** Selected text **
That’s a concise explanation of complex technology. The gist is quantum dots are yet another technology to make colors more vivid, thereby improving the overall picture on a display.
RELATED: QLED Explained: What Exactly is a "Quantum Dot" TV?
A color space or color profile is the potential range of colors a monitor can display. It can’t display every possible color that we can see, so it goes for a predefined subset of those, called a color space.
There are several color spaces you come across when looking at monitor specifications, including sRGB, AdobeRGB, and NTSC. These standards all have their own way of defining which color shades a monitor can reproduce. For a detailed discussion on this, check out our tutorial on color profiles.
Monitor manufacturers usually claim their monitor covers X percent of sRGB (the most common color space), NTSC, or the AdobeRGB color space. This means if sRGB defines its set of colors to include a specific range of color shades, then the monitor you’re looking at can faithfully reproduce X percent of the colors in that color space.

** To do **
#1 The passage on monitor color spaces says why a monitor works within a color space. Explain that reason in one to three sentences.
#2 Continue the passage on monitor color spaces, beginning right after its final sentence.

** Information provided **
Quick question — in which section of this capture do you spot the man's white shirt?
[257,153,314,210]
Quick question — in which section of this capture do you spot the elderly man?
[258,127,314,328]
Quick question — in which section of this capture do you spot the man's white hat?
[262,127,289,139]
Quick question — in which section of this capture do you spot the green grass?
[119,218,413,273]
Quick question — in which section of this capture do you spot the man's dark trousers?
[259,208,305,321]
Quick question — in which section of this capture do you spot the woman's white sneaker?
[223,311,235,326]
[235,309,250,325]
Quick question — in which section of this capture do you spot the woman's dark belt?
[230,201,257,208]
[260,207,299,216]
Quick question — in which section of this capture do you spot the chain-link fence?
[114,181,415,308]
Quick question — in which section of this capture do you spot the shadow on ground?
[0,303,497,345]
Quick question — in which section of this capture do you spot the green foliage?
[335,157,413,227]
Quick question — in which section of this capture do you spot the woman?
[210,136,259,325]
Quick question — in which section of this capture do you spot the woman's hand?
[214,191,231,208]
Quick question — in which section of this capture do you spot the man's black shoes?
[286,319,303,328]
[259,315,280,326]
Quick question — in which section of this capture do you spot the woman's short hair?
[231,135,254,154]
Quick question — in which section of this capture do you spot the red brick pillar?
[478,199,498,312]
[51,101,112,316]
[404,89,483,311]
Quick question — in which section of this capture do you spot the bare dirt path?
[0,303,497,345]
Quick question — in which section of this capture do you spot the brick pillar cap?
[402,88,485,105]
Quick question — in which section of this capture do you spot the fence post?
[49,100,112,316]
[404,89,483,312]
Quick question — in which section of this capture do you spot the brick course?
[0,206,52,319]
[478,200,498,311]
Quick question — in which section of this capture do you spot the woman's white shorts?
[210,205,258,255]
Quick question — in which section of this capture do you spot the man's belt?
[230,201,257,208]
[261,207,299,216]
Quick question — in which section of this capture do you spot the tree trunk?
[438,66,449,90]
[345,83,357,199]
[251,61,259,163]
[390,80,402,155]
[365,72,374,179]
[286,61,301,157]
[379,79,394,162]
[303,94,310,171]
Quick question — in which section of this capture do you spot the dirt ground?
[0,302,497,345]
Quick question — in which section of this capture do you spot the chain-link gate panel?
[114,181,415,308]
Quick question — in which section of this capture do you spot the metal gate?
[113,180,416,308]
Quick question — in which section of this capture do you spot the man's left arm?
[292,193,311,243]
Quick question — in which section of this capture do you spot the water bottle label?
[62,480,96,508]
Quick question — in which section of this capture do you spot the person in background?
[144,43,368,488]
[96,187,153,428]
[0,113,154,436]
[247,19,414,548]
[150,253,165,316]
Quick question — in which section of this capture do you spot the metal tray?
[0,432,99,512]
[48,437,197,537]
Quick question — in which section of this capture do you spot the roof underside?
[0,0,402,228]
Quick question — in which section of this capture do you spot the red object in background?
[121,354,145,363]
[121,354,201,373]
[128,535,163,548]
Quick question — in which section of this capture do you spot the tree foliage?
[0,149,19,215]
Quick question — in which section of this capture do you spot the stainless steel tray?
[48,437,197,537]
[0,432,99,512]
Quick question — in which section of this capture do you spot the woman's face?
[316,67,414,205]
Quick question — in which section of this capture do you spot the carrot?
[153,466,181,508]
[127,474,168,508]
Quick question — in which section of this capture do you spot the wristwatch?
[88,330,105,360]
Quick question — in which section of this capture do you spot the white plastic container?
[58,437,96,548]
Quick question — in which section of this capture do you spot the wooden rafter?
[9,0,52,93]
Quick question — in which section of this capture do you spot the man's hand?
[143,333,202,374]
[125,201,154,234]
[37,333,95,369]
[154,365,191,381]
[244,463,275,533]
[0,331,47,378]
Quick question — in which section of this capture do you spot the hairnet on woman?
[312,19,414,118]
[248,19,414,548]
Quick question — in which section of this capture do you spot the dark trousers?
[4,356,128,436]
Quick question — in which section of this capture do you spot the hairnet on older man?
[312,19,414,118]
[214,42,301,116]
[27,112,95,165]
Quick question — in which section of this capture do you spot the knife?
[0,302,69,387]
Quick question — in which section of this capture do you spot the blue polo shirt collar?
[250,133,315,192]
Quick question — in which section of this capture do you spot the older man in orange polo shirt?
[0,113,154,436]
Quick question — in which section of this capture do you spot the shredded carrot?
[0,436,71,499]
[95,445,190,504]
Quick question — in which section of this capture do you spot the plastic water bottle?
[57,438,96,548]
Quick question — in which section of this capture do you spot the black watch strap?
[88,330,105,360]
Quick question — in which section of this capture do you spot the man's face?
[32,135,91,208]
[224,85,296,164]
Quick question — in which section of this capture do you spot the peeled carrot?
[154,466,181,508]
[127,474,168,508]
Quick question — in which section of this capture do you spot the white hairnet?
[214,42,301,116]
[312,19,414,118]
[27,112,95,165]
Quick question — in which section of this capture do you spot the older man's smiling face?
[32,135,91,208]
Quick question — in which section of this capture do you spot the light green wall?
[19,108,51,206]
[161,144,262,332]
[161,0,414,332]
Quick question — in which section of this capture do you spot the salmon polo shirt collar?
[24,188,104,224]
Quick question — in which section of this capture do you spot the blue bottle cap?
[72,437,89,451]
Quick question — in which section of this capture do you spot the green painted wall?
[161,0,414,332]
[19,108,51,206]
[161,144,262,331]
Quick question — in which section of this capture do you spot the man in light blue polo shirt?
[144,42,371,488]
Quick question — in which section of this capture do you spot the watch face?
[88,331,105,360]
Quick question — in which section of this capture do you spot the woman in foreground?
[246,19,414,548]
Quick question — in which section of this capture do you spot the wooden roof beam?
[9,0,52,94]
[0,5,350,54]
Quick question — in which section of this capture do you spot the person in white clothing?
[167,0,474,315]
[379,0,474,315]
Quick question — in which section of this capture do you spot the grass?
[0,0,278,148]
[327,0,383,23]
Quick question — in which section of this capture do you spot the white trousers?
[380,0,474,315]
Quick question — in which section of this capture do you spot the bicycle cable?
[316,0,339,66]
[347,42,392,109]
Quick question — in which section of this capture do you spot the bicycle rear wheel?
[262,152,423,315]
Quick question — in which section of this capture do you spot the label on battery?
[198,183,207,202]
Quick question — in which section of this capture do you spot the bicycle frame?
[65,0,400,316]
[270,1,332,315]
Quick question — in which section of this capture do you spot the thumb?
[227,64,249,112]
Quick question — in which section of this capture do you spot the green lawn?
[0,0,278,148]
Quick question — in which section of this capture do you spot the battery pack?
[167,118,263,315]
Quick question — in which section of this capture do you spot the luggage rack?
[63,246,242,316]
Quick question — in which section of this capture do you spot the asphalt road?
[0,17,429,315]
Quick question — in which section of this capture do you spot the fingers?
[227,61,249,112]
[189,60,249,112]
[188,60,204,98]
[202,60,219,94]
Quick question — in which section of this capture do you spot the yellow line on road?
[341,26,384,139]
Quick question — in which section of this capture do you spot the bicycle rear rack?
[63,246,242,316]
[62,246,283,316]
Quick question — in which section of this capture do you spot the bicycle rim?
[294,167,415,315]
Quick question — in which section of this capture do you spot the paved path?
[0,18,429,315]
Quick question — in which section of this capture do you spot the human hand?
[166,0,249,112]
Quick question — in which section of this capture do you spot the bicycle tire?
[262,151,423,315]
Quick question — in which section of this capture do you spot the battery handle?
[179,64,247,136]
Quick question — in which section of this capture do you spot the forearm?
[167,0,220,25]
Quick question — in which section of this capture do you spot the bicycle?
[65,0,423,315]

** Written answers **
#1 A monitor cannot display every color that people can see. It therefore targets a predefined subset of those colors, and that subset is called a color space.

#2
Again, color space is something monitor enthusiasts have strong opinions about. It’s probably more info than most of us need (or want) to worry about. As a general rule, just remember the higher the percentage for each color space standard, the more likely it is the monitor has good color reproduction.
Not all monitors include brightness ratings in their specs, but many do. These ratings refer to peak brightness measured in candelas per square meter (cd/m2). When an image displays on your screen, the brightest parts of it are capable of hitting that peak brightness rating, while the darker bits will be below that.
Generally, 250 to 350 cd/m2 is considered acceptable, and that’s what the majority of monitors offer. If you have an HDR monitor, you’re typically looking at something that’s at least 400 nits (1 nit is equal to 1 cd/m2).
The best rating for monitor brightness is, once again, in the eye of the beholder. Some people might love to have a 1,000 nit PC monitor, while others complain that would be way too much for their poor eyes.
Finally, there’s the aspect ratio, such as 16:9, 21:9, or 32:10. The first number in the ratio represents the width of the display, and the second is the height. On a 16:9 display that means for every 16 units of width there are nine of height.
If you’ve ever seen a classic episode of Cheers or any older TV show, you’ve noticed that it sits in a square box in the middle of your modern TV screen. That’s because older TV shows used the 4:3 aspect ratio. The average monitor and television set has a 16:9 ratio, with ultrawide displays typically hitting 21:9, but there are many other ratios, such as 32:10 and 32:9.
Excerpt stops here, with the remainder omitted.